WRITTEN TASK |
In all of the items below, swap every "a hole" for "a cutout" and write the items out again with everything else unchanged.
* start SUPPLIED MATERIAL *
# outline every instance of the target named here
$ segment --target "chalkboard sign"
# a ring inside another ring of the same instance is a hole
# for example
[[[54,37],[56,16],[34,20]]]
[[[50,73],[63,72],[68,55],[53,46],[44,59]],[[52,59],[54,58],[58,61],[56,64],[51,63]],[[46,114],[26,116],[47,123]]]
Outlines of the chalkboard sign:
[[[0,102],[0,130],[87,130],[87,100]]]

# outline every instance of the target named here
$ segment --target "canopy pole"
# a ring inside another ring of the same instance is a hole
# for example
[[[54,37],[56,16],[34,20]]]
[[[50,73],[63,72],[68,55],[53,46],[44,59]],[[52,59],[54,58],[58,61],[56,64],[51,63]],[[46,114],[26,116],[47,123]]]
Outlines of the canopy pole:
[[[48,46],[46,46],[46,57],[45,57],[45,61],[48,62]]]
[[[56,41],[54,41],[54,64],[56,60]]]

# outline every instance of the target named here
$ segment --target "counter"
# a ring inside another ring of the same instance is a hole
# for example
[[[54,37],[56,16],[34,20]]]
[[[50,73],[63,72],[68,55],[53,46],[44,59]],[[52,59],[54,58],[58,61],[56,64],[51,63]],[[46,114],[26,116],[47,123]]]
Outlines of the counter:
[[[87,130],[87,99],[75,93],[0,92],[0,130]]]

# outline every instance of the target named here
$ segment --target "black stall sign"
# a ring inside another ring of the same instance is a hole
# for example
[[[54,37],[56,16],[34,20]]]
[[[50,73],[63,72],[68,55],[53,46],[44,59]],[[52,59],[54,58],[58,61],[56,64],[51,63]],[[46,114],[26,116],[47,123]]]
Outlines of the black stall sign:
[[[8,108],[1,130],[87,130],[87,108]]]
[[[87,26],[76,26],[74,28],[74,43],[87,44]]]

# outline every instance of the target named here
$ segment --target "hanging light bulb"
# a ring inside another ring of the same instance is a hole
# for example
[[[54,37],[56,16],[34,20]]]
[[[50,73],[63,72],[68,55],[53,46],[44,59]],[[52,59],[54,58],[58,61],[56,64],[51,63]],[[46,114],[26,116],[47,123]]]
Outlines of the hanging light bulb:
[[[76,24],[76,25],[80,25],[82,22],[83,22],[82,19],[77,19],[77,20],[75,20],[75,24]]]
* end SUPPLIED MATERIAL *
ANSWER BELOW |
# outline every instance of the target named here
$ segment --target "chalkboard sign"
# a ring inside another ring of the same instance is a cutout
# for example
[[[54,37],[56,16],[34,20]]]
[[[50,73],[63,72],[68,55],[53,46],[44,59]],[[52,59],[54,58],[58,61],[56,64],[51,63]],[[46,114],[26,116],[47,123]]]
Outlines of the chalkboard sign:
[[[0,102],[0,130],[87,130],[87,100]]]

# outline every instance of the target named here
$ segment --target "canopy pole"
# a ring inside another ring of the same instance is a cutout
# for example
[[[54,37],[56,16],[34,20]]]
[[[50,73],[63,72],[68,55],[53,46],[44,59]],[[52,59],[54,58],[58,61],[56,64],[51,63]],[[46,114],[26,116],[47,123]]]
Outlines of the canopy pole:
[[[48,46],[46,46],[46,57],[45,57],[45,61],[48,62]]]
[[[56,41],[54,41],[54,64],[56,60]]]

# outline every instance of the target named here
$ segment --target "counter"
# a ring inside another ring of the same instance is a cutout
# for example
[[[54,37],[56,16],[34,20]]]
[[[50,73],[63,72],[68,55],[53,46],[44,59]],[[52,59],[54,58],[58,61],[56,64],[51,63]],[[46,114],[26,116],[47,123]]]
Outlines of the counter:
[[[87,130],[87,99],[75,93],[0,92],[0,130]]]

# outline every instance of the target named here
$ segment --target "black stall sign"
# a ring inside another ring of the same instance is a cutout
# for example
[[[54,37],[56,16],[34,20]]]
[[[50,73],[63,72],[68,55],[53,46],[44,59]],[[52,59],[54,58],[58,61],[56,64],[51,63]],[[46,114],[26,116],[47,123]]]
Outlines of the black stall sign:
[[[8,108],[1,130],[87,130],[87,108]]]
[[[87,26],[76,26],[74,28],[74,43],[87,44]]]

# outline every instance of the target named here
$ segment --target "hanging light bulb"
# a ring inside another ring of the same instance is a cutout
# for example
[[[54,37],[56,16],[34,20]]]
[[[50,73],[63,72],[68,55],[53,46],[44,59]],[[52,59],[54,58],[58,61],[56,64],[51,63]],[[46,114],[26,116],[47,123]]]
Outlines of the hanging light bulb:
[[[76,24],[76,25],[80,25],[82,22],[83,22],[82,19],[77,19],[77,20],[75,20],[75,24]]]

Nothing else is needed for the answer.